Records from a data collection:
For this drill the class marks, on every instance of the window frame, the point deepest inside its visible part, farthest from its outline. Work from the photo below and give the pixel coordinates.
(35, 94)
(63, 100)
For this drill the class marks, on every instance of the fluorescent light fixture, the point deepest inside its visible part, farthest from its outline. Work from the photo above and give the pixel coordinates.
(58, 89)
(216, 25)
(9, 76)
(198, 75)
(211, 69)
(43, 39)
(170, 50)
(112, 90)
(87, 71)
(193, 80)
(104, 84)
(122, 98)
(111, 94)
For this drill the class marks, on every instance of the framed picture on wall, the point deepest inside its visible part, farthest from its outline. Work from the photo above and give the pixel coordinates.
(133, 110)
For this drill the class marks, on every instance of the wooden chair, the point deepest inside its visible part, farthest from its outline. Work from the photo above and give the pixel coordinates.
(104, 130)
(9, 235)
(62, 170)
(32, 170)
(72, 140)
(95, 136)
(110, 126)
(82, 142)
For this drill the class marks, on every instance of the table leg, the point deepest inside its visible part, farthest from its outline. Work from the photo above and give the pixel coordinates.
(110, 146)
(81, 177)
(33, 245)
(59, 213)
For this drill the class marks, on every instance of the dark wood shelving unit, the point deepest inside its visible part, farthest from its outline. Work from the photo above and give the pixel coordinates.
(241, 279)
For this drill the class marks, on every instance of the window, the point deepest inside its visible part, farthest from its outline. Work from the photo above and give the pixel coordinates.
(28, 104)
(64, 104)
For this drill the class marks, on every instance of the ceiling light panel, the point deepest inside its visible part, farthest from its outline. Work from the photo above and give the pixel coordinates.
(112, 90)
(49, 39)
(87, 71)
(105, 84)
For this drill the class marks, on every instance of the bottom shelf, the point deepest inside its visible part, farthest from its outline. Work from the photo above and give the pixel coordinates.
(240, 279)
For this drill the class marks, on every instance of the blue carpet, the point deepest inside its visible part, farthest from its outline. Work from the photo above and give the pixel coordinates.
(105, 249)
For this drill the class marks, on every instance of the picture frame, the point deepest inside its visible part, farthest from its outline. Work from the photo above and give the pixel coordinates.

AIM OF THE TASK: Every line from the one containing "of the blue" through the final line of the data above is to be restated word for word, and nothing more.

RESPONSE BELOW:
For this drill the class marks, on every instance of the blue carpet, the point deepest inside its visible part, farthest from its outline. Work from the photo above and give the pixel coordinates.
(105, 249)
For this drill the class marks, on every instance of the picture frame, the point deepest inside its visible part, farthest from its outline. Work from the photo above and give the pixel coordinates.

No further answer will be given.